◆ SELECTED EXTRACT ◆
The primary side branch power ${\dot{S}}_{\Delta }^a,{\dot{S}}_{\Delta }^b,{\dot{S}}_{\Delta }^c$ meets the constraints, as shown below:

$$\left\{\begin{array}{l}{\dot{S}}_{\Delta }^a={\dot{S}}_{\Delta ,in}^{ab}-{\dot{S}}_{\Delta ,out}^{ca}\\ {\dot{S}}_{\Delta }^b={\dot{S}}_{\Delta ,in}^{bc}-{\dot{S}}_{\Delta ,out}^{ab}\\ {\dot{S}}_{\Delta }^c={\dot{S}}_{\Delta ,in}^{ca}-{\dot{S}}_{\Delta ,out}^{bc}\end{array}\right.$$

(10)

◆ SUPPLIED DATA ◆
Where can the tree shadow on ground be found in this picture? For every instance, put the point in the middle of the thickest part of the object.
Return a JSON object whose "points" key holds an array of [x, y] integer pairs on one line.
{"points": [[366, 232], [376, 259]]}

◆ PROBLEM DETAILS ◆
In the branch power extract, what quantity is said to meet the constraints shown in equation (10)?

◆ ANSWER FOR THE TASK ◆
The primary side branch power.